● **Consigne**:
Recopiez le texte sur la pollution des piscines depuis « Dans ce contexte, l’Afsset » jusqu'à « contamination de l’eau. » inclus, en substituant « bonnet de natation » à « bonnet de bain ».

● **Texte affiché**:
»»

Ces composés peuvent atteindre des taux capables d’entraîner des troubles respiratoires (asthme, bronchites, etc.), cutanés (eczéma) et oculaires chez les personnes qui fréquentent les piscines à commencer par les plus réguliers d’entre eux (nageurs sportifs, maitres nageurs, personnels d’entretien et d’accueil). Mais ces risques touchent également les très jeunes enfants dont les systèmes respiratoire et immunitaire sont encore en développement.

Dans ce contexte, l’Afsset recommande plusieurs évolutions pour mieux protéger la santé des utilisateurs des piscines collectives. Pour réduire la concentration en polluants des piscines, l’Afsset estime qu’il faut à la fois « un net renforcement de l’hygiène corporelle », pour réduire l’apport de matière organique et de pathogènes. Cela passe par un strict respect des mesures habituelles (douches savonnées, port de bonnet de bain, propreté, etc.).

Baigneurs sales et traitements chimiques mal maîtrisés

Les établissements pourraient plus accompagner les baigneurs en jouant sur l’agencement des locaux pour rendre évidents les points de passage, en mettant du savon dans les douches, en renforçant les injonctions d’hygiène, etc. Ces mesures simples et à faible coût sont très efficaces pour réduire la contamination de l’eau.

Par ailleurs, l’agence préconise « une meilleure maîtrise des traitements ». Dans ce domaine, l’Afsset recommande une révision de la réglementation à cet égard. L’Afsset recommande d’instaurer un suivi de la qualité de l’air des piscines.

L’Afsset demande aussi le classement des piscines couvertes dans la catégorie des « bâtiments à pollution spécifique » ce qui entraînerait l’obligation de maintenir un débit minimum d’air neuf (60 m3 par heure et par occupant). Ce point apportera un bénéfice important pour les travailleurs.

Réduire la quantité de matière organique

Pour l’eau, l’Afsset recommande des efforts pour réduire la quantité de matière organique présente. Cela passe par la mise en place d’une coagulation avant la filtration, par le suivi de paramètres nouveaux (turbidité, carbone organique total). Elle recommande aussi une mise à jour des paramètres de contrôle de la désinfection (suivi de la bactérie E-coli?).

««

● **Enregistrements**:
»»

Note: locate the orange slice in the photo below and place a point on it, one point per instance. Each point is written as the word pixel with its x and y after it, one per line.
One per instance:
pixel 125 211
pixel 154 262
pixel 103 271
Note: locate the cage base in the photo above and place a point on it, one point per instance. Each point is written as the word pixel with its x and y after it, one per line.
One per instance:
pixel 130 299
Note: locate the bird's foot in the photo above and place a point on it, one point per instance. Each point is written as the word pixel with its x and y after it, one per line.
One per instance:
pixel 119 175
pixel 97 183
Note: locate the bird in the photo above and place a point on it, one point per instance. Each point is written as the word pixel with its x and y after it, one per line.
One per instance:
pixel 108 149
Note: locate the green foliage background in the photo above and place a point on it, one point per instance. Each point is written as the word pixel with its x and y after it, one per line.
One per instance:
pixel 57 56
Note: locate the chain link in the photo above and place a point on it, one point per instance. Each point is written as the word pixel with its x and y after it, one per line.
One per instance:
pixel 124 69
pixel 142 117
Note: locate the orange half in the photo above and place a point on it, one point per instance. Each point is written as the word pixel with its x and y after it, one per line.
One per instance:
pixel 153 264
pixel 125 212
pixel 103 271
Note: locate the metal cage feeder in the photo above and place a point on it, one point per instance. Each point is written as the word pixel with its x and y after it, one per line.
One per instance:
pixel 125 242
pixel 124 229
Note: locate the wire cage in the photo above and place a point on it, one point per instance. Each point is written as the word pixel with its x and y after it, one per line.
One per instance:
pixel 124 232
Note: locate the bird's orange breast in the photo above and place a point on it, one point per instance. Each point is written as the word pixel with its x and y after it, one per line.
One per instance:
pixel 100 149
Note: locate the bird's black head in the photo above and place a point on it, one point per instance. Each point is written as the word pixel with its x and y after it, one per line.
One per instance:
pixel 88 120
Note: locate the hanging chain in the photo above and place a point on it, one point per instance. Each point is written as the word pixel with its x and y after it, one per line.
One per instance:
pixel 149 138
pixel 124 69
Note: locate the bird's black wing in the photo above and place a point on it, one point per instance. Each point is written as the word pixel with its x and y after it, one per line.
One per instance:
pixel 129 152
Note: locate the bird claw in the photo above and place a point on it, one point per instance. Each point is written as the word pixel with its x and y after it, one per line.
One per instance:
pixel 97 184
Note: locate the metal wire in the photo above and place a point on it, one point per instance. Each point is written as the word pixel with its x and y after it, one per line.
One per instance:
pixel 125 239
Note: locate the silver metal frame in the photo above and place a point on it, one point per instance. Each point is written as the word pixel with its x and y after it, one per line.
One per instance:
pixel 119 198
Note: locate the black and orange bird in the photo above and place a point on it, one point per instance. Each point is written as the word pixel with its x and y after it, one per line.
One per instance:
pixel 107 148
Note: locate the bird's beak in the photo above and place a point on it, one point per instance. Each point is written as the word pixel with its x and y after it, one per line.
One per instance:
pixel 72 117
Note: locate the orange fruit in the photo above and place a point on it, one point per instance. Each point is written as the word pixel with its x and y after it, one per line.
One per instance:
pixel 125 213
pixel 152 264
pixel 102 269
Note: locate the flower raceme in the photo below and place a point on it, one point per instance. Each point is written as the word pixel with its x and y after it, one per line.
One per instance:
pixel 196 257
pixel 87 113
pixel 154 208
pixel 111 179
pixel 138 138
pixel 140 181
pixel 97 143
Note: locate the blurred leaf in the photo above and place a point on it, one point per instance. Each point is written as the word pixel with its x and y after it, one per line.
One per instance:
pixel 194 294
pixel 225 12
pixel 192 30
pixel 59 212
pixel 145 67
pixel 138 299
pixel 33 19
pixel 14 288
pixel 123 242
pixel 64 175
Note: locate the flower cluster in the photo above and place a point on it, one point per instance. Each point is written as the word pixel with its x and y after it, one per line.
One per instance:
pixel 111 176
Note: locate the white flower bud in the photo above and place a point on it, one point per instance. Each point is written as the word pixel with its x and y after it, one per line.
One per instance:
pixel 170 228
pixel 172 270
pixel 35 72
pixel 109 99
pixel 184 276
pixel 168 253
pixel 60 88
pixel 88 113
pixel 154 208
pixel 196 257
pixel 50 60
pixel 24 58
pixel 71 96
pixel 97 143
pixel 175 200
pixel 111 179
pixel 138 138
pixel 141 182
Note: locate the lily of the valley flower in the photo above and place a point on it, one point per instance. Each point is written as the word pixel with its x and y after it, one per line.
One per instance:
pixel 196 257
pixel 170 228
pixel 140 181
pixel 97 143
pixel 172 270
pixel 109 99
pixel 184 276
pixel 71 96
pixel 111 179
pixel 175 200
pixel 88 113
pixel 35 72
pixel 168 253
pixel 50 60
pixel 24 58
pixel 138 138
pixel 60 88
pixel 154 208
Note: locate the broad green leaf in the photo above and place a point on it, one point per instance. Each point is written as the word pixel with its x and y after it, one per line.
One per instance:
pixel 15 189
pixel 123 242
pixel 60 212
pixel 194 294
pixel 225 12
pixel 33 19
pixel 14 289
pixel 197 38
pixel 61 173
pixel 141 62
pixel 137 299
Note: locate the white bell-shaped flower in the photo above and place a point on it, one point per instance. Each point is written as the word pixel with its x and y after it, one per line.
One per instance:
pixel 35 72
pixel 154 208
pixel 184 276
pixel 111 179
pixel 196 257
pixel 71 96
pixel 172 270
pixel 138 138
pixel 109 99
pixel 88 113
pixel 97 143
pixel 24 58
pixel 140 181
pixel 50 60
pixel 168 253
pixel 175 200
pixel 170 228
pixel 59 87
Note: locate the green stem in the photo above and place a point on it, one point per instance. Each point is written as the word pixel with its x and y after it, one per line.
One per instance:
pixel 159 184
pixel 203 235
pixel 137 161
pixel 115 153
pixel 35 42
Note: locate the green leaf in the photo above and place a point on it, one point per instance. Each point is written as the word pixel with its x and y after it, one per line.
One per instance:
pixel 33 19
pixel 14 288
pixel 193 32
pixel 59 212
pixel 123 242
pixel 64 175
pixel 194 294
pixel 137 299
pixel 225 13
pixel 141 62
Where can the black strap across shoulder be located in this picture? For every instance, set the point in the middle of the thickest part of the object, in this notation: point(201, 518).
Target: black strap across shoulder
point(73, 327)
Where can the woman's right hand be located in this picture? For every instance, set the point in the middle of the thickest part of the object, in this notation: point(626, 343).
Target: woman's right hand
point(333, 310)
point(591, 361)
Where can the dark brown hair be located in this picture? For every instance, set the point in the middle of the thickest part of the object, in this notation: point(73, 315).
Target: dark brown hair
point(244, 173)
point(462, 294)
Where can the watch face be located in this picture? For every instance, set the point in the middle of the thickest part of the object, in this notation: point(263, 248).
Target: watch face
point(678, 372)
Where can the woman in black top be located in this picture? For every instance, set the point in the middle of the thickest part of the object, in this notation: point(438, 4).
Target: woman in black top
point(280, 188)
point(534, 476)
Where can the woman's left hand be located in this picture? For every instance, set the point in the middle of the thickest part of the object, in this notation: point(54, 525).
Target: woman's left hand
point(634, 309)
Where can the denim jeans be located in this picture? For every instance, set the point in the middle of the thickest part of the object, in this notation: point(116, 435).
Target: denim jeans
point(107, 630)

««

● **Votre réponse**:
Dans ce contexte, l’Afsset recommande plusieurs évolutions pour mieux protéger la santé des utilisateurs des piscines collectives. Pour réduire la concentration en polluants des piscines, l’Afsset estime qu’il faut à la fois « un net renforcement de l’hygiène corporelle », pour réduire l’apport de matière organique et de pathogènes. Cela passe par un strict respect des mesures habituelles (douches savonnées, port de bonnet de natation, propreté, etc.).

Baigneurs sales et traitements chimiques mal maîtrisés

Les établissements pourraient plus accompagner les baigneurs en jouant sur l’agencement des locaux pour rendre évidents les points de passage, en mettant du savon dans les douches, en renforçant les injonctions d’hygiène, etc. Ces mesures simples et à faible coût sont très efficaces pour réduire la contamination de l’eau.